↓↓↓

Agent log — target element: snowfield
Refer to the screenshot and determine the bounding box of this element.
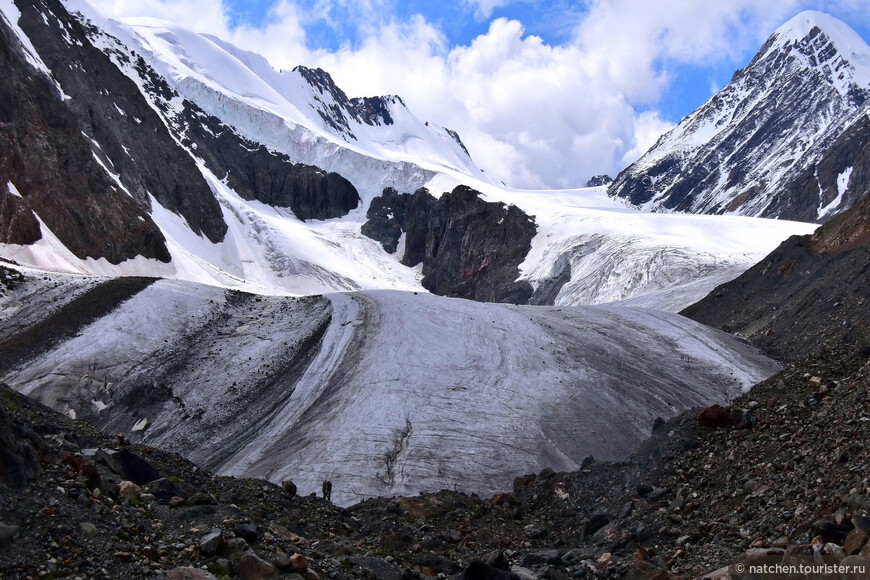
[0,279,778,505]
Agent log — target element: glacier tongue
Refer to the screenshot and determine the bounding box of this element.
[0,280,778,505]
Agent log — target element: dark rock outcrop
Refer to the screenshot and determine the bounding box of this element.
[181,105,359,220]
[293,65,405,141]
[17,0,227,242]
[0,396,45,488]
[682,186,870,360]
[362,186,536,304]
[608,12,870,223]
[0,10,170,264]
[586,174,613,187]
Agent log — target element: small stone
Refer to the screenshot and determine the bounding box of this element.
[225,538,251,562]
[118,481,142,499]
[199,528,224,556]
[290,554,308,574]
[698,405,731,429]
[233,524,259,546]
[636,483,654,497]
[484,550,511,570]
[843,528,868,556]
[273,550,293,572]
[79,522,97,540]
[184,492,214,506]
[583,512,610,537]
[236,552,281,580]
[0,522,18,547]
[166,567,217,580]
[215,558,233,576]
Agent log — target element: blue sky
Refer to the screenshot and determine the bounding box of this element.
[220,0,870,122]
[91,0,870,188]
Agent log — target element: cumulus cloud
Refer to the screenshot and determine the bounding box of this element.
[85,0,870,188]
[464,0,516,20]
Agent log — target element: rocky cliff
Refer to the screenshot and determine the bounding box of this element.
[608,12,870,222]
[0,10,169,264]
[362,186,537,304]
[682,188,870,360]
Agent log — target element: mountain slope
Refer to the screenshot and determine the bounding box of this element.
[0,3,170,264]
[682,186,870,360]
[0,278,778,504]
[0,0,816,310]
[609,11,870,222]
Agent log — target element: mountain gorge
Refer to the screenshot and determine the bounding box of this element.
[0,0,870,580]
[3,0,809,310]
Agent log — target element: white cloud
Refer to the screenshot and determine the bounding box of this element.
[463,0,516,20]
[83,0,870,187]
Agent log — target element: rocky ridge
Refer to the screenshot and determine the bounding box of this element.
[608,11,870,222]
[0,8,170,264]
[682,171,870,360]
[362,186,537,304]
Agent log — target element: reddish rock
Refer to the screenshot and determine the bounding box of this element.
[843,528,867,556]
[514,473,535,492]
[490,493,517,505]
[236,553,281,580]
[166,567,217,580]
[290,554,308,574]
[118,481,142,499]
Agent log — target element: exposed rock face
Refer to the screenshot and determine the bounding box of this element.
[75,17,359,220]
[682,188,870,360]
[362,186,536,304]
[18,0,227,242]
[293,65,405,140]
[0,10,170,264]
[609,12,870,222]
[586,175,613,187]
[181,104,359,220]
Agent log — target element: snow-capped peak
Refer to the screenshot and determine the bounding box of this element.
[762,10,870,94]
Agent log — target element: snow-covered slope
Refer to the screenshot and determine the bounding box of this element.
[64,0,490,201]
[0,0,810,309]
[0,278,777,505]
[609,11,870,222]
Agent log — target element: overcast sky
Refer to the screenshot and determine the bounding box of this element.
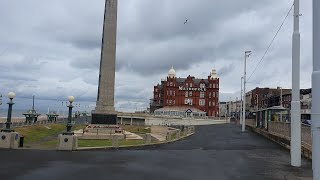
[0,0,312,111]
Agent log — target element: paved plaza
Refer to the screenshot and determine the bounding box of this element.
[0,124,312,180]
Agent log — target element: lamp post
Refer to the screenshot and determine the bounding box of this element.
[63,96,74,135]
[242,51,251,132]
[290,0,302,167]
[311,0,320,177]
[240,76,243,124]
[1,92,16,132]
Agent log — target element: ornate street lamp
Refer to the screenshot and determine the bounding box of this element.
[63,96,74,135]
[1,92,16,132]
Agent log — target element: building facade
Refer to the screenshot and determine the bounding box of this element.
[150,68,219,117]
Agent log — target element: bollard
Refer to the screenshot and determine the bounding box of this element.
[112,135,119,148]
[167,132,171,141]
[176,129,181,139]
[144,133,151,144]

↑↑↑

Duplicate the entries above line for line, with no changes to their wording, and omit the pictures from your copy.

Agent log — target element: snowfield
Refer to the screenshot and determine the bounding box of this element.
[0,279,778,505]
Agent log — target element: glacier tongue
Refer to the screenshot and determine the bounding box of this element.
[0,280,778,505]
Agent log — target element: dark rock outcrop
Refer to the screenshot and determine the bounding box of this element.
[181,105,359,220]
[293,65,405,141]
[17,0,227,242]
[0,396,45,488]
[682,186,870,360]
[362,186,536,304]
[608,12,870,223]
[0,10,170,264]
[586,174,613,187]
Agent log — target element: small stone
Refer to the screenshot and determine the bounding box of this element.
[225,538,251,562]
[118,481,142,499]
[199,528,224,556]
[290,554,308,574]
[698,405,731,429]
[233,524,259,546]
[636,483,654,497]
[484,550,511,570]
[843,528,868,556]
[273,550,293,572]
[79,522,97,540]
[184,492,214,506]
[583,512,610,537]
[236,552,281,580]
[0,522,18,547]
[166,567,217,580]
[215,558,233,576]
Agent log — target element: blue sky
Refer to the screenshot and determine the bounding box of this element.
[220,0,870,122]
[91,0,870,188]
Agent log — target element: cumulus cloud
Refer to the screenshot and determine the bounding box of this element.
[85,0,870,188]
[464,0,516,20]
Agent log — target element: rocky cliff
Refer to the screenshot and determine the bounding box of this element.
[608,12,870,222]
[0,10,169,264]
[362,186,537,304]
[682,188,870,360]
Agent log — target element: mountain slope
Refer to the screenshot and determine the bounding box of this element.
[0,3,170,264]
[682,186,870,360]
[0,278,778,504]
[0,0,816,310]
[609,11,870,222]
Agent log — target element: mountain gorge
Refer to the screenshot and determine the bounding box of this element.
[0,0,870,580]
[3,0,809,310]
Agent log — target element: white cloud
Refer to the screenshot and determine the bounding box of this element.
[463,0,516,20]
[83,0,870,187]
Agent log — target element: rocky ridge
Refer to the screenshot and determine the bounding box of this element.
[608,11,870,222]
[0,8,170,264]
[682,171,870,360]
[362,186,537,304]
Agent log — target element: reddish rock
Refer to the screenshot and determine the bounding box of this element.
[843,528,867,556]
[514,473,535,492]
[490,493,517,505]
[236,553,281,580]
[166,567,217,580]
[290,554,308,574]
[118,481,142,499]
Agent log — target element: exposed rock face
Refer to the screenshot and determine the bounding box of this element.
[75,17,359,220]
[682,188,870,360]
[362,186,536,304]
[18,0,227,242]
[293,65,405,140]
[0,10,170,264]
[609,12,870,222]
[586,175,613,187]
[181,104,359,220]
Agent log — target element: snow-capped peak
Refer to the screenshot and determine the bounding box of this element.
[762,10,870,94]
Agent log — target element: snow-covered slope
Refer to the screenshot and determine the bounding box of this element.
[64,0,490,201]
[0,0,810,309]
[0,278,777,505]
[609,11,870,222]
Agent log — target element: overcast sky
Refer to the screenshot and determine the bounding box of this element.
[0,0,312,111]
Agent log — target element: paved plaza
Refer to the screenshot and determine the bounding box of this element.
[0,124,312,180]
Agent log — target element: lamp post
Refer to the screenshot and determine the bounding box of this element.
[63,96,74,135]
[242,51,251,132]
[290,0,302,167]
[311,0,320,177]
[240,76,243,124]
[1,92,16,132]
Agent log — target element: ornate street lamp
Refer to the screenshot and determine the bounding box of this element.
[63,96,74,135]
[1,92,16,132]
Agent log — target element: building facade
Refer to the screenshot and determine the bounding box of this element.
[150,68,219,117]
Agent log — target element: bollard
Refer to the screenshot and determine the bounding box of this element.
[112,135,119,148]
[167,132,171,141]
[176,129,181,139]
[144,133,151,144]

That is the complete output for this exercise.